#### READING PASSAGE:
Wed Sep 26, 2012 at 09:00 AM CDT


Despite Mitt Romney's formerly reasonable stance on health care, the candidate told 60 Minutes on Sunday that we do actually provide care for everyone in America - it just sometimes happens that the only care anyone can get is in an emergency room:
"Well, we do provide care for people who don't have insurance. If someone has a heart attack, they don't sit in their apartment and - and die. We pick them up in an ambulance, and take them to the hospital, and give them care. And different states have different ways of providing for that care."

Not only are emergency room visits among the most expensive care available, but it means people who have access to health care only through emergency rooms miss out on the major components of an actual health care plan - like preventative and routine care - that prevent emergencies from the start.

#### DATA EXTRACTS:

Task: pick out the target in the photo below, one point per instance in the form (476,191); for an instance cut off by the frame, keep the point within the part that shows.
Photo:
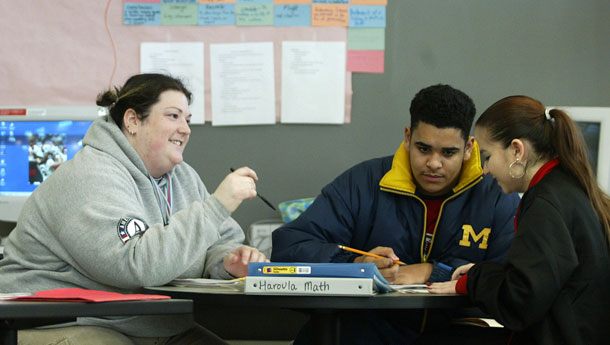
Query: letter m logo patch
(468,232)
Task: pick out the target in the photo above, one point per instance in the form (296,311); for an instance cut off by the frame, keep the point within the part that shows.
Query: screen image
(31,150)
(590,132)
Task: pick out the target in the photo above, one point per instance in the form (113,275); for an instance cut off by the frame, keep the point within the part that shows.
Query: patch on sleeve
(129,227)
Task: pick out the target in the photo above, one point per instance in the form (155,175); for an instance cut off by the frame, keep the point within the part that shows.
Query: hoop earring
(518,163)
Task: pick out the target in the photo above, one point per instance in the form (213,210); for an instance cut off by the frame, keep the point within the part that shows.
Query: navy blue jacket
(375,203)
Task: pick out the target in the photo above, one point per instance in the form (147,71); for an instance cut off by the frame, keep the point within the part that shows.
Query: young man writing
(429,206)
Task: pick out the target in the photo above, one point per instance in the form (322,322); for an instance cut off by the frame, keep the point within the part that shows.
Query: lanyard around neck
(164,196)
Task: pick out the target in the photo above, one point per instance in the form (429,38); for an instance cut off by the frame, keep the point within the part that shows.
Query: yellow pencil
(357,251)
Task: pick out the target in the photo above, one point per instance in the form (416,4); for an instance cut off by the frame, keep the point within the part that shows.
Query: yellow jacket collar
(400,178)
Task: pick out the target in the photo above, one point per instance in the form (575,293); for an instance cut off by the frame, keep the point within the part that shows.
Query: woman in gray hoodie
(127,212)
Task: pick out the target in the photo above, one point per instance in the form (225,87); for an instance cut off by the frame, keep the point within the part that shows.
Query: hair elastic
(547,113)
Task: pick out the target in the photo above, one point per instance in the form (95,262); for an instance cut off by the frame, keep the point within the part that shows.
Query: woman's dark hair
(139,93)
(522,117)
(443,107)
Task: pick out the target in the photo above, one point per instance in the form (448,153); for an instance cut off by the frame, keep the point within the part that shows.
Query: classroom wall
(554,50)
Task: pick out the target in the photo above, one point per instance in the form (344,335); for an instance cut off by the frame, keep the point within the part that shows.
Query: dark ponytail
(522,117)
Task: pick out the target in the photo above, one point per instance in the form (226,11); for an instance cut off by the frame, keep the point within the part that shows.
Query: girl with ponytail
(554,287)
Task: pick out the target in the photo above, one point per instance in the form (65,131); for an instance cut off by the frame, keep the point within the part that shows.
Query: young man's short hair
(444,107)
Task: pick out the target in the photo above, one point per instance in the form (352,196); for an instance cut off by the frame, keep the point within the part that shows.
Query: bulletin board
(65,52)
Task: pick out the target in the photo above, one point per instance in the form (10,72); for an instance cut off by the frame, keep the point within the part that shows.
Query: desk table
(21,315)
(323,310)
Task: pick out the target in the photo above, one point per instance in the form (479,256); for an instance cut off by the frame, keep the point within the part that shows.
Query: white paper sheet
(183,60)
(242,83)
(313,82)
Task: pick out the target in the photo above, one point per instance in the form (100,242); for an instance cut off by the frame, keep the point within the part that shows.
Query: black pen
(262,197)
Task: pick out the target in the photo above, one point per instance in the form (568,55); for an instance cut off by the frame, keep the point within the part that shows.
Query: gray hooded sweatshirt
(96,224)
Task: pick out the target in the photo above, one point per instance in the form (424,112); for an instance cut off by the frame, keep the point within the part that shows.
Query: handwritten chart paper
(253,15)
(367,16)
(329,15)
(313,82)
(292,15)
(182,60)
(141,14)
(243,84)
(217,14)
(179,14)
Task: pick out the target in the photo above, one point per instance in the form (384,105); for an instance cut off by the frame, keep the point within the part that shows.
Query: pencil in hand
(262,197)
(361,252)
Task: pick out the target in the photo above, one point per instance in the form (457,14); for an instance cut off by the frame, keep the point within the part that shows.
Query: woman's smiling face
(161,137)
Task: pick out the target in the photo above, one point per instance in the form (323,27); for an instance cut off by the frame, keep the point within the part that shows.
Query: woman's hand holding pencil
(378,253)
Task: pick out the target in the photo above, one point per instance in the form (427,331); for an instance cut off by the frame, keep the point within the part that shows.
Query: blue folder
(335,270)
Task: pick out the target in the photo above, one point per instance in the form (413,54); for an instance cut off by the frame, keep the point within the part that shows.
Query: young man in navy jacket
(429,206)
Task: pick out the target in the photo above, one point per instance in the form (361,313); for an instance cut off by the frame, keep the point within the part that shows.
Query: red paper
(83,295)
(365,61)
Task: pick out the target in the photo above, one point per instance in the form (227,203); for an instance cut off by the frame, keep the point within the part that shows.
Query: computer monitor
(594,123)
(32,146)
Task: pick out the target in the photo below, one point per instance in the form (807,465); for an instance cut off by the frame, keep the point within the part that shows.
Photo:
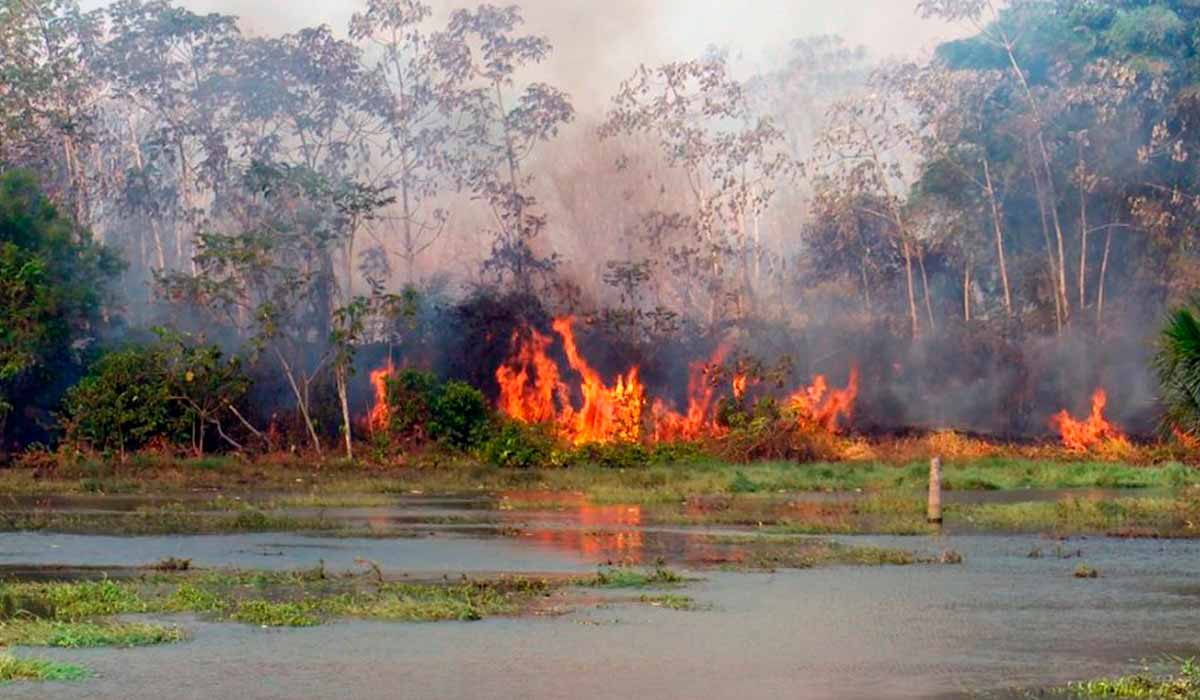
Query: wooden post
(935,491)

#### WHAT TO DO:
1 > Using the passage on Romney's health care remarks, explain in one to three sentences why the author considers emergency-room care a poor substitute for a health care plan.
2 > On which program did Romney make his remarks, according to the passage on Romney's health care remarks?
3 > Quote the passage on Romney's health care remarks from "Wed Sep 26, 2012" to "from the start.".

#### ANSWERS IN ORDER:
1 > Emergency room visits are among the most expensive kinds of care. People whose only access to care is the emergency room also miss preventative and routine care, which is what prevents emergencies in the first place.

2 > 60 Minutes.

3 >
Wed Sep 26, 2012 at 09:00 AM CDT


Despite Mitt Romney's formerly reasonable stance on health care, the candidate told 60 Minutes on Sunday that we do actually provide care for everyone in America - it just sometimes happens that the only care anyone can get is in an emergency room:
"Well, we do provide care for people who don't have insurance. If someone has a heart attack, they don't sit in their apartment and - and die. We pick them up in an ambulance, and take them to the hospital, and give them care. And different states have different ways of providing for that care."

Not only are emergency room visits among the most expensive care available, but it means people who have access to health care only through emergency rooms miss out on the major components of an actual health care plan - like preventative and routine care - that prevent emergencies from the start.